**Aim**
From the rows below, pull out every line that contains the string "opening". Treat uppercase and lowercase as different.

**Records for this exercise**
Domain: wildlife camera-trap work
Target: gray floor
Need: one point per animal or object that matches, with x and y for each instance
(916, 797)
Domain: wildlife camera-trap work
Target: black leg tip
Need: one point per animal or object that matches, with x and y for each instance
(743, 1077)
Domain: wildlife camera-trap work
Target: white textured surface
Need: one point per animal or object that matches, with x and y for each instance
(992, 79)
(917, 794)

...

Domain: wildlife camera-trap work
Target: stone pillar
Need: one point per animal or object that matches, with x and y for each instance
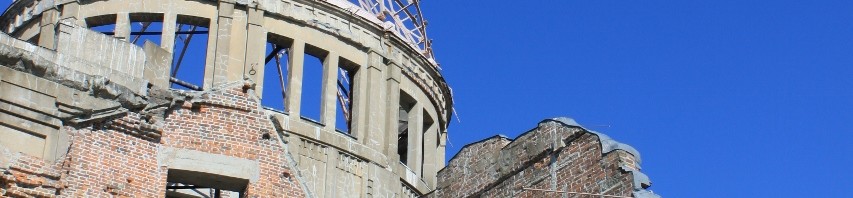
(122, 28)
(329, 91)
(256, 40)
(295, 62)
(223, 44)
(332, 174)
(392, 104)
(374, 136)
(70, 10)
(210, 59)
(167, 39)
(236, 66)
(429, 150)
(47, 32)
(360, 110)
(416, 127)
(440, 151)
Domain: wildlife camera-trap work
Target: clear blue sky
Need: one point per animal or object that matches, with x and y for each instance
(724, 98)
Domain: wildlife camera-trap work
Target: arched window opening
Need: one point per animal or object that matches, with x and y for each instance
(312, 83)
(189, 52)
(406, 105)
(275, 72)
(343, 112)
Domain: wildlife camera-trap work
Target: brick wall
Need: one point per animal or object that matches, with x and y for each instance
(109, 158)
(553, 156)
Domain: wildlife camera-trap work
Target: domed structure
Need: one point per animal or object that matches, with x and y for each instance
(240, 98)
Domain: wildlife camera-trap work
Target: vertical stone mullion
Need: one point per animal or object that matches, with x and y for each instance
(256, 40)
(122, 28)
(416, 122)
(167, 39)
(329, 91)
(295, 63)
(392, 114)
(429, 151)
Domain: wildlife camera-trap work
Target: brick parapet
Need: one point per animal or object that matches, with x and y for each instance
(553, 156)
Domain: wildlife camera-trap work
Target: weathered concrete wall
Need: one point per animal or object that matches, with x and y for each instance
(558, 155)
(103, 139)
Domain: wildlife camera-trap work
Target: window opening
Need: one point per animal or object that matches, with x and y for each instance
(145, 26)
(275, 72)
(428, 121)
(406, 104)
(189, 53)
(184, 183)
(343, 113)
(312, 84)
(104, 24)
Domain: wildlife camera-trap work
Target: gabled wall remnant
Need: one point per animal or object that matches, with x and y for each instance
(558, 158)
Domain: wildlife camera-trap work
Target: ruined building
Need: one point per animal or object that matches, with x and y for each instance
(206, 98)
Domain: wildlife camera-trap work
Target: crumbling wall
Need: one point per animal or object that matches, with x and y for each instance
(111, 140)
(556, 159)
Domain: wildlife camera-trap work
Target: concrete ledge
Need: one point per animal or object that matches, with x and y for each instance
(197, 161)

**The solution**
Target: arched window opening
Target: window opening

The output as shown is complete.